┏━━
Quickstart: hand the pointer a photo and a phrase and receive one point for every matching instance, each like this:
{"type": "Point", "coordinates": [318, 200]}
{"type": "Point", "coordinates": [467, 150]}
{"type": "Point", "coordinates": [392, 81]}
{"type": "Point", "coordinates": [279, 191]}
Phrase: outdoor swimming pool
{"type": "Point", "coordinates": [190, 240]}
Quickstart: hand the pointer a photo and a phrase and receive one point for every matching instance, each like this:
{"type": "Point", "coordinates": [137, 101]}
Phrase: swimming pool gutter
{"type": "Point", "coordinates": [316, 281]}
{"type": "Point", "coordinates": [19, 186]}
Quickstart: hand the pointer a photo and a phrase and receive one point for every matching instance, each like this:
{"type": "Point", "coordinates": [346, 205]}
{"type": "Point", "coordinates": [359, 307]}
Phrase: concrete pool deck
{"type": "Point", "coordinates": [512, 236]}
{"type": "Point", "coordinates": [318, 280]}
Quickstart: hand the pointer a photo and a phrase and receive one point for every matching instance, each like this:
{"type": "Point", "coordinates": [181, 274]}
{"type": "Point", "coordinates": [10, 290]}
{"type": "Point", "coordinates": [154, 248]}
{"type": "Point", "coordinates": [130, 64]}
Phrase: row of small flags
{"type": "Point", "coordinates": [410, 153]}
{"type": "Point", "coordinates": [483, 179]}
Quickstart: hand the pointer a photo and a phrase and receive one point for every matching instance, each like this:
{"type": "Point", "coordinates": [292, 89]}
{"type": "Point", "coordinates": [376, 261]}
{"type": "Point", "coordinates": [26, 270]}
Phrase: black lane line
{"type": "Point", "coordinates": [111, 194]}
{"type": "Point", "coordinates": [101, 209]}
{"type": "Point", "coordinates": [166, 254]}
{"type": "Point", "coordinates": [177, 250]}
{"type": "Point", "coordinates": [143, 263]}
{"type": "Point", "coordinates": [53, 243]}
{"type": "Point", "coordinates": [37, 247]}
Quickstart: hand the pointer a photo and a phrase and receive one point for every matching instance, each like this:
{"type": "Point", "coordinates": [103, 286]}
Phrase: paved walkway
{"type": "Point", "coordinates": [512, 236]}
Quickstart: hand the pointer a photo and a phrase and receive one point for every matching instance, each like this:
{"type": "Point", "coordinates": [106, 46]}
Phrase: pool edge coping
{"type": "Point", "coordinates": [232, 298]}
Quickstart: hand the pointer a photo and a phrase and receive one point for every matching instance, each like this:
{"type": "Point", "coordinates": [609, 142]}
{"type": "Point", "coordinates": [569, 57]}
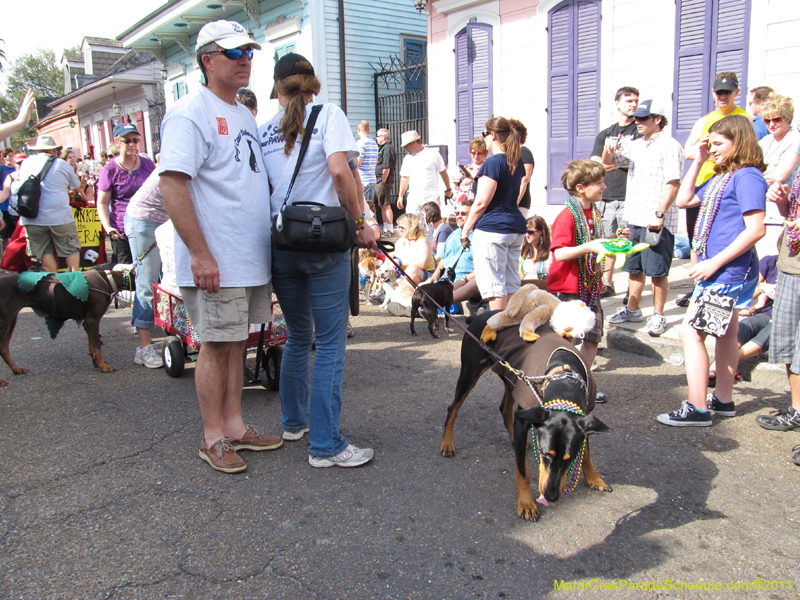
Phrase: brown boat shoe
{"type": "Point", "coordinates": [254, 439]}
{"type": "Point", "coordinates": [221, 456]}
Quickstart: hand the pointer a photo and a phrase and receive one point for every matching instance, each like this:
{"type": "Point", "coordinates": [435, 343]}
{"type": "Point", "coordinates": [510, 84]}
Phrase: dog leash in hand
{"type": "Point", "coordinates": [532, 381]}
{"type": "Point", "coordinates": [139, 260]}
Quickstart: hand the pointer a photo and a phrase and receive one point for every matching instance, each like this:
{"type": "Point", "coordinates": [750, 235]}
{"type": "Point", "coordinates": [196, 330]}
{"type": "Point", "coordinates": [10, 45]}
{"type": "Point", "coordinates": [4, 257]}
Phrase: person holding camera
{"type": "Point", "coordinates": [655, 169]}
┗━━
**Task to carry out**:
From the first line to the last, copy the records above exactly and leave out the pictures.

**Answer to this task**:
Quickstart: hand the pointer a photo and a phrase and receive one point for every matching instance, each like this:
{"type": "Point", "coordinates": [318, 200]}
{"type": "Point", "coordinates": [467, 150]}
{"type": "Point", "coordinates": [392, 81]}
{"type": "Point", "coordinates": [279, 191]}
Phrase: outdoor swimming pool
{"type": "Point", "coordinates": [190, 240]}
Quickstart: hand the pointer a photo and a phrase and receive one point for every matching instance, each like this:
{"type": "Point", "coordinates": [137, 101]}
Phrase: swimming pool gutter
{"type": "Point", "coordinates": [316, 281]}
{"type": "Point", "coordinates": [19, 186]}
Quickstart: hand the pointer a photo and a phrase and receive one point for every matching instance, each like this:
{"type": "Point", "coordinates": [346, 205]}
{"type": "Point", "coordinates": [359, 307]}
Phrase: concrete pool deck
{"type": "Point", "coordinates": [512, 236]}
{"type": "Point", "coordinates": [318, 280]}
Quickstart: hand the pointer a photo and a phrase and receive one point for every matching instance, each like this:
{"type": "Point", "coordinates": [181, 274]}
{"type": "Point", "coordinates": [10, 290]}
{"type": "Point", "coordinates": [154, 248]}
{"type": "Point", "coordinates": [130, 64]}
Phrase: row of small flags
{"type": "Point", "coordinates": [410, 153]}
{"type": "Point", "coordinates": [483, 179]}
Quickstart: hand the pointer a photo and a phrase and receive one point for every matching instance, each like this:
{"type": "Point", "coordinates": [292, 89]}
{"type": "Point", "coordinates": [376, 261]}
{"type": "Point", "coordinates": [26, 270]}
Phrase: black lane line
{"type": "Point", "coordinates": [111, 194]}
{"type": "Point", "coordinates": [101, 209]}
{"type": "Point", "coordinates": [166, 254]}
{"type": "Point", "coordinates": [177, 250]}
{"type": "Point", "coordinates": [143, 263]}
{"type": "Point", "coordinates": [53, 243]}
{"type": "Point", "coordinates": [37, 247]}
Quickstart: hand the pointer a photo and a phrase and receive one point for every matching instance, each like this:
{"type": "Point", "coordinates": [103, 286]}
Phrase: paved walkway
{"type": "Point", "coordinates": [512, 236]}
Quickstart: hand the pointer a photo and a phrase and receive one point for every matching instance, each like this:
{"type": "Point", "coordinates": [106, 46]}
Phrase: pool edge coping
{"type": "Point", "coordinates": [232, 298]}
Quickstart: hand the pointer a photo and a phrase and receive one point for every matching instance, each like this:
{"type": "Point", "coordinates": [609, 142]}
{"type": "Point", "coordinates": [569, 57]}
Phrase: brown boat shoe
{"type": "Point", "coordinates": [254, 439]}
{"type": "Point", "coordinates": [221, 456]}
Quickstart: hand the pointer a photo and a phrase and receive one point for every matching instance, each like this:
{"type": "Point", "coordinates": [435, 343]}
{"type": "Point", "coordinates": [510, 84]}
Phrase: dog leash in hand
{"type": "Point", "coordinates": [532, 381]}
{"type": "Point", "coordinates": [139, 260]}
Quickstart: hand the pointer a photo and a phrase and receive one point for every matching instance, each like this:
{"type": "Point", "coordinates": [750, 235]}
{"type": "Point", "coordinates": [196, 330]}
{"type": "Point", "coordinates": [10, 45]}
{"type": "Point", "coordinates": [4, 257]}
Phrase: person holding camera
{"type": "Point", "coordinates": [655, 169]}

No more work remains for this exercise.